HOW TO COMPLETE THIS TASK:
In the biographical excerpt below about Charles Wake Norman, where was he held as a prisoner of war?

EXCERPT PROVIDED:
:::::
British Army officer

Major-General Charles Wake Norman, (13 February 1891 – September 1974) was a senior British Army officer who served in the First and Second World Wars and became General Officer Commanding Aldershot District in 1944.

==Military career==
Charles Wake Norman was born on 13 February 1891 in Marylebone, London, England, and was educated at Eton College and then the University of Cambridge. Norman was commissioned as a second lieutenant into the Queen's Own West Kent Yeomanry, a Territorial Force unit, on 6 October 1910. On 20 August 1913 he transferred to the 9th Lancers. He served with the regiment when it was deployed to France, soon after the outbreak of the First World War in August 1914. However, at the end of the month he was wounded and captured, and was destined to remain as a prisoner of war for the next four years, remaining in captivity at Krefeld, Germany.
:::::
SOURCE DATA:
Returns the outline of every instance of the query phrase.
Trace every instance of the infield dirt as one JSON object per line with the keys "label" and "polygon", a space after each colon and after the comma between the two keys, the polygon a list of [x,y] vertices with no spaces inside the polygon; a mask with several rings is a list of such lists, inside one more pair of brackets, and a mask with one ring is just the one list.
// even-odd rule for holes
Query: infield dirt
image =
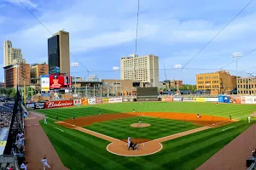
{"label": "infield dirt", "polygon": [[[151,117],[160,117],[165,119],[172,119],[177,121],[184,121],[193,122],[194,124],[202,126],[199,128],[189,130],[186,132],[179,133],[177,134],[172,134],[166,136],[160,139],[156,139],[154,140],[149,140],[146,139],[133,139],[138,145],[139,149],[136,150],[128,150],[127,142],[125,139],[114,139],[94,131],[88,130],[86,128],[82,128],[81,127],[90,126],[95,122],[102,122],[105,121],[112,121],[115,119],[122,119],[133,116],[151,116]],[[76,129],[90,135],[101,138],[107,141],[111,142],[107,146],[107,150],[124,156],[140,156],[154,154],[160,151],[163,146],[162,142],[171,140],[176,138],[180,138],[188,134],[203,131],[208,128],[217,128],[224,126],[236,120],[230,121],[229,118],[218,117],[212,116],[202,115],[200,118],[196,116],[196,114],[187,114],[187,113],[177,113],[177,112],[131,112],[131,113],[120,113],[120,114],[102,114],[98,116],[89,116],[84,117],[78,117],[75,120],[68,119],[65,121],[56,122],[63,127]]]}

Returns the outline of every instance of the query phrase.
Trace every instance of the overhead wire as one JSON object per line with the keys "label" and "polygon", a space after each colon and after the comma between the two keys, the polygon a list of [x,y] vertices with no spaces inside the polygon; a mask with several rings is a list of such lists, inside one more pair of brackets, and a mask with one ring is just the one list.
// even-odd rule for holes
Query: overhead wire
{"label": "overhead wire", "polygon": [[[241,59],[242,59],[242,58],[244,58],[244,57],[249,55],[250,54],[252,54],[252,53],[254,52],[254,51],[256,51],[256,48],[254,48],[254,49],[253,49],[252,51],[247,53],[245,55],[243,55],[243,56],[241,56],[241,57],[240,57],[240,58],[237,58],[237,60],[241,60]],[[219,70],[222,70],[223,68],[224,68],[224,67],[226,67],[226,66],[228,66],[228,65],[230,65],[235,63],[236,61],[236,60],[233,60],[232,62],[229,63],[228,65],[225,65],[224,66],[221,67]]]}
{"label": "overhead wire", "polygon": [[[43,22],[40,21],[40,20],[36,16],[34,15],[30,10],[29,8],[27,8],[26,7],[26,5],[20,1],[20,0],[18,0],[20,2],[20,3],[44,27],[44,29],[51,35],[53,36],[54,34],[46,27],[46,26],[44,26],[43,24]],[[83,65],[83,63],[81,63],[61,42],[60,42],[60,44],[86,70],[86,71],[88,72],[88,76],[89,76],[89,70]]]}
{"label": "overhead wire", "polygon": [[137,54],[137,32],[138,32],[138,19],[139,19],[139,12],[140,12],[140,0],[137,0],[137,27],[136,27],[136,39],[135,39],[135,53]]}
{"label": "overhead wire", "polygon": [[189,64],[206,47],[207,47],[211,42],[212,42],[253,0],[251,0],[247,5],[230,21],[228,22],[206,45],[204,45],[185,65],[182,69]]}

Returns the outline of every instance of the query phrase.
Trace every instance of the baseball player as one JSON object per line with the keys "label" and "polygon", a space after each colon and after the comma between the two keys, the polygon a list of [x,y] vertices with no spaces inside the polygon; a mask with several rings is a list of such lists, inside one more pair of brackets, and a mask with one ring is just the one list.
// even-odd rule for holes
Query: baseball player
{"label": "baseball player", "polygon": [[131,137],[128,137],[127,143],[128,143],[128,150],[129,150],[131,144]]}
{"label": "baseball player", "polygon": [[50,167],[48,165],[47,163],[47,159],[46,156],[44,156],[44,158],[41,160],[41,162],[43,162],[44,165],[44,170],[45,170],[45,167],[48,167],[49,168],[50,168]]}

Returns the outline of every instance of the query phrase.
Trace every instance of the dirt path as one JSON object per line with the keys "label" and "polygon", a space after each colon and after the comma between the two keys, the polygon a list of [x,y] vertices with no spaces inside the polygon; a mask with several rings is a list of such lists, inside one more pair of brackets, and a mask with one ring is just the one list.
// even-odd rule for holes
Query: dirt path
{"label": "dirt path", "polygon": [[256,148],[256,124],[218,150],[197,170],[246,170],[246,160]]}
{"label": "dirt path", "polygon": [[[73,119],[64,120],[62,122],[67,122],[67,126],[71,128],[68,124],[73,124],[77,127],[86,127],[90,126],[95,122],[102,122],[105,121],[112,121],[115,119],[133,117],[133,116],[152,116],[152,117],[160,117],[165,119],[172,119],[177,121],[185,121],[193,122],[194,124],[200,126],[207,126],[218,122],[227,122],[230,123],[230,119],[224,117],[218,117],[213,116],[203,115],[201,118],[196,117],[196,114],[189,113],[177,113],[177,112],[131,112],[131,113],[119,113],[119,114],[102,114],[99,116],[89,116],[84,117],[77,117],[75,121]],[[232,122],[236,122],[233,120]],[[65,126],[65,124],[63,124]]]}
{"label": "dirt path", "polygon": [[[127,142],[124,139],[123,140],[117,139],[81,128],[81,127],[91,125],[94,122],[101,122],[104,121],[110,121],[110,120],[132,117],[132,116],[153,116],[153,117],[161,117],[165,119],[186,121],[204,127],[195,128],[195,129],[191,129],[186,132],[182,132],[177,134],[172,134],[170,136],[166,136],[150,141],[145,140],[143,143],[138,144],[139,150],[137,150],[135,151],[128,150]],[[236,122],[236,120],[232,122]],[[173,113],[173,112],[131,112],[131,113],[122,113],[122,114],[103,114],[99,116],[90,116],[84,117],[79,117],[76,118],[74,121],[72,119],[59,121],[56,123],[63,127],[72,128],[72,129],[76,129],[111,142],[111,144],[109,144],[107,146],[107,150],[108,150],[113,154],[124,156],[140,156],[152,155],[160,151],[163,148],[161,144],[162,142],[180,138],[194,133],[198,133],[208,128],[229,124],[231,123],[232,122],[230,122],[228,118],[217,117],[212,116],[202,116],[201,118],[197,118],[195,114]]]}
{"label": "dirt path", "polygon": [[43,118],[42,116],[31,113],[28,119],[25,120],[25,156],[28,162],[27,168],[43,170],[41,159],[46,155],[50,169],[67,170],[38,122]]}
:::::
OUTPUT OF THE EXERCISE:
At Krefeld, Germany.